── DATA SUPPLIED

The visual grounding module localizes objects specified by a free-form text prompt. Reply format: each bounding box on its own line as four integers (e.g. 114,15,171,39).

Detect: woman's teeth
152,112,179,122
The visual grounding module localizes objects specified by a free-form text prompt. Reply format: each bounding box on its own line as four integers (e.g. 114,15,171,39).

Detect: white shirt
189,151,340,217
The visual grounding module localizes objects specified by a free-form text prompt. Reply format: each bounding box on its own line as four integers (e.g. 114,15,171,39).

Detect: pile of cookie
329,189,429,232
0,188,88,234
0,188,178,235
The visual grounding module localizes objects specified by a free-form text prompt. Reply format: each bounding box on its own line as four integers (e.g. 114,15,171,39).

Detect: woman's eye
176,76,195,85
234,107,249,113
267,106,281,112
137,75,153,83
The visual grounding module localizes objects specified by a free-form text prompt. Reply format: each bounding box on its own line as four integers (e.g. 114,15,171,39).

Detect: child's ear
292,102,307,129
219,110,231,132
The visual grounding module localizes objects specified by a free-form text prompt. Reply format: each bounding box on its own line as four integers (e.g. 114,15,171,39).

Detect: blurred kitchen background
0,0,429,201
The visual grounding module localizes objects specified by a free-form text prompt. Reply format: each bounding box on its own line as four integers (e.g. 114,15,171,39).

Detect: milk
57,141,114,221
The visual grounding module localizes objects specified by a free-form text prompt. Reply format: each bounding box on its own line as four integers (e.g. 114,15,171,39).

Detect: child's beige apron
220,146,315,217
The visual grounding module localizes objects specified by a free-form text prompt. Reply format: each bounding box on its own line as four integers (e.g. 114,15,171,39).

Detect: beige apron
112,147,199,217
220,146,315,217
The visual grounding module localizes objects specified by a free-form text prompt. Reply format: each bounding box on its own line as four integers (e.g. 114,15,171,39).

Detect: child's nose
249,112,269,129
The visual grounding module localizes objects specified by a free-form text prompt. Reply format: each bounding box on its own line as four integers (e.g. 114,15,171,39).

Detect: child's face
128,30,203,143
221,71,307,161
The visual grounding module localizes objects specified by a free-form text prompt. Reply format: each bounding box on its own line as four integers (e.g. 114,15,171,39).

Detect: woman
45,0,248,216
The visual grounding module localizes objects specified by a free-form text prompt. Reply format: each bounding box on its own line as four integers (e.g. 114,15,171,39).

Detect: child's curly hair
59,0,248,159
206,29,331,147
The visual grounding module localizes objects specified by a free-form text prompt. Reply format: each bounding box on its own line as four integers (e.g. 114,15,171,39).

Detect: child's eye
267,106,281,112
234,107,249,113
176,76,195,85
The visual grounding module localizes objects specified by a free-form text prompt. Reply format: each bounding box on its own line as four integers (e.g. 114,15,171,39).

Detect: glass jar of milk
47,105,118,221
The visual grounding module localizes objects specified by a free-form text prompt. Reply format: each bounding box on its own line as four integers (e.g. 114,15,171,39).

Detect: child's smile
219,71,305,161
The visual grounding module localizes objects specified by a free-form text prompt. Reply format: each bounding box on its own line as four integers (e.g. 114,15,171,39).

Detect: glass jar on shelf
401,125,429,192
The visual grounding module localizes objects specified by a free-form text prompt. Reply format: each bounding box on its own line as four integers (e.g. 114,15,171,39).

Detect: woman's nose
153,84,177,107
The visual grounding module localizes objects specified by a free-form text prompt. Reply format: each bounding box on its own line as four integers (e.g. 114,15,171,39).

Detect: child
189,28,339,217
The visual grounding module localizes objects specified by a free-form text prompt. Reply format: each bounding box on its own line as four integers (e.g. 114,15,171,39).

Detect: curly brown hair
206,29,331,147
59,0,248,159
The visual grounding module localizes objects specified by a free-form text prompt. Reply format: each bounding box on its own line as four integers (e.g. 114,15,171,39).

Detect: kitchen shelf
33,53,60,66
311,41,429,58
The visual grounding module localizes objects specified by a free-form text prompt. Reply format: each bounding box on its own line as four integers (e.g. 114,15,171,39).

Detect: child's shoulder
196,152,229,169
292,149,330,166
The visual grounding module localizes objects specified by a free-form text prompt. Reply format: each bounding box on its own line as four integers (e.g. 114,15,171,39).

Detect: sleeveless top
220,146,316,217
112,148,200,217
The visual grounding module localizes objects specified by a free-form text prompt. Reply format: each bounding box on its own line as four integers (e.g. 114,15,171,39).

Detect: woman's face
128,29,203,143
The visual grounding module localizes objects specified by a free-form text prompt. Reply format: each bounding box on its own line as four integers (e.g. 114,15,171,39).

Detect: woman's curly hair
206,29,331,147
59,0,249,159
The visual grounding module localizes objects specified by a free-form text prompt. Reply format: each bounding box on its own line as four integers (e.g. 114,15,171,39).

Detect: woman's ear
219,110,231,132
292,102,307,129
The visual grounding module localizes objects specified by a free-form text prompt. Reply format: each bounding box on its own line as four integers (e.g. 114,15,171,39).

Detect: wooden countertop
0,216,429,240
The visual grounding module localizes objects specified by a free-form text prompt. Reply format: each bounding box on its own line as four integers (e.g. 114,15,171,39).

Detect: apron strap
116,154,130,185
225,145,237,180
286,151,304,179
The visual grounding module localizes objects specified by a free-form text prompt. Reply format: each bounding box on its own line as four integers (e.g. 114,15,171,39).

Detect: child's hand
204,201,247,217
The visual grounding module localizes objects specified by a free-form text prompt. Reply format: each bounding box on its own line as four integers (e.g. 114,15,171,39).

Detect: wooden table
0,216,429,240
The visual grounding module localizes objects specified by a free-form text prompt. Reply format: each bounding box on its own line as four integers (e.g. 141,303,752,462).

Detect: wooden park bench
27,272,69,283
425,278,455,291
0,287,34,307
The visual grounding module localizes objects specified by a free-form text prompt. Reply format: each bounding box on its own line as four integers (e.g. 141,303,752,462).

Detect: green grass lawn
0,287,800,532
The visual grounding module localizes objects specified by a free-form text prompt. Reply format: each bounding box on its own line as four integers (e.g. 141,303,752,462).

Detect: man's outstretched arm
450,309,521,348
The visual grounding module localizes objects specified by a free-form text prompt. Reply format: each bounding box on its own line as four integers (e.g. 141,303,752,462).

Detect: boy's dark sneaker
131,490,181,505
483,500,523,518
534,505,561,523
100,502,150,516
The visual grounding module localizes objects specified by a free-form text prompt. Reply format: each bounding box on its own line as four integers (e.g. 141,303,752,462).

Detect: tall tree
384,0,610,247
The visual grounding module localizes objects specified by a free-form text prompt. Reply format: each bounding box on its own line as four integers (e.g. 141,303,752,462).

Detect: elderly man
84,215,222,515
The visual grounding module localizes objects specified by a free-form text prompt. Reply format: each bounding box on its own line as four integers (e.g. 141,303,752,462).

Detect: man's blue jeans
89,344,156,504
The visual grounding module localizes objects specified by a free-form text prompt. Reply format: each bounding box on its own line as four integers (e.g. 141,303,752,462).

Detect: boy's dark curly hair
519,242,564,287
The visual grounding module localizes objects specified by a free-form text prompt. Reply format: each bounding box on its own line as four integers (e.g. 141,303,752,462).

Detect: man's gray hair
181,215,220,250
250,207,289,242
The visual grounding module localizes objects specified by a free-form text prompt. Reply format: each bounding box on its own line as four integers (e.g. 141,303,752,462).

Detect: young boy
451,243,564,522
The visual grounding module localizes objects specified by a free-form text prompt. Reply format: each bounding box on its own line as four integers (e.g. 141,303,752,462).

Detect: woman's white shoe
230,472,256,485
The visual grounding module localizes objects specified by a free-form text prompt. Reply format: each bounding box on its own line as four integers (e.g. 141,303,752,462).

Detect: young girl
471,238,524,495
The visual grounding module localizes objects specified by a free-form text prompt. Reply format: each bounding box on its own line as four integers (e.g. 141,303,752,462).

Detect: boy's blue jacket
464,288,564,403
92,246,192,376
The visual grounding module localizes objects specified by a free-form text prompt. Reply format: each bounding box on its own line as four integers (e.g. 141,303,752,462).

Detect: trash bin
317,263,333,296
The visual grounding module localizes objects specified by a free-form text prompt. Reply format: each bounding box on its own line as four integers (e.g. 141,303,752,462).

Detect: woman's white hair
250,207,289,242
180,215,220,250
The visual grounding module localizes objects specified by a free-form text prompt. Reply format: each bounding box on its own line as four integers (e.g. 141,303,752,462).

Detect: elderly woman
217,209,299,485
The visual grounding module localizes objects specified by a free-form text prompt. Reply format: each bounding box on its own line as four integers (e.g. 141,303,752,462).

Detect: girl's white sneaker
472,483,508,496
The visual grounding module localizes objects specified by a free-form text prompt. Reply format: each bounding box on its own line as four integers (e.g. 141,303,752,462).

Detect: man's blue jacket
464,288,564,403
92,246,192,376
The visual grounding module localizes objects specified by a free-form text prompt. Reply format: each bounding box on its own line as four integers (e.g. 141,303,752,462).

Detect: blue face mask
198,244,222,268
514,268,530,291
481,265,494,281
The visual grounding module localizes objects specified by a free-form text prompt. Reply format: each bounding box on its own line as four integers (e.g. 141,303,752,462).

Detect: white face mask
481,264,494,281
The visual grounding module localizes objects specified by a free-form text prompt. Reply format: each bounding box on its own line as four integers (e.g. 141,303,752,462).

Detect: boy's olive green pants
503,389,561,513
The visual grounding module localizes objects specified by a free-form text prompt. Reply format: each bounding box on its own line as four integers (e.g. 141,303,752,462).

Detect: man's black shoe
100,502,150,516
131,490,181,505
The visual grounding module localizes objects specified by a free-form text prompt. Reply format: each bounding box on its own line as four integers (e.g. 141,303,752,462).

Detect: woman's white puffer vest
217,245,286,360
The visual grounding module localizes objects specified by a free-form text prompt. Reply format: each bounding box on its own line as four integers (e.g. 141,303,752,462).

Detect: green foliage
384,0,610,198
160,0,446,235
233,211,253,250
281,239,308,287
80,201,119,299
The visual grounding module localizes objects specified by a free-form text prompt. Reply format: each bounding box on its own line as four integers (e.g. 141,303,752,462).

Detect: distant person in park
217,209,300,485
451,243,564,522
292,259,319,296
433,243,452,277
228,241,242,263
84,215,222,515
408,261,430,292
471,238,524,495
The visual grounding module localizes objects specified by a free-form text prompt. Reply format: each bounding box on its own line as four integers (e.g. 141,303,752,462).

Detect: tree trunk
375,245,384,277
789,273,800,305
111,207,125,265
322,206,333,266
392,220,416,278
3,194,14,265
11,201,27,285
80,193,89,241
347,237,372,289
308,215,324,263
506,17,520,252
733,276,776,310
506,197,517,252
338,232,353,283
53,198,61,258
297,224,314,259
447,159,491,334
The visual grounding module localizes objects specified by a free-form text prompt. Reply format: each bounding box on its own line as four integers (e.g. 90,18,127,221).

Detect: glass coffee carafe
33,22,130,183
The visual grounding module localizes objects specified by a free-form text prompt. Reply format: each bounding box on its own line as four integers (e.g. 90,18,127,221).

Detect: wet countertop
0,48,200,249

────

PROBLEM DETAILS: Pull out every line above that contains the word "mask", and copy each one in full on its own line.

RESPONSE TO THIS EXERCISE:
Detect: blue face mask
Detect: white face mask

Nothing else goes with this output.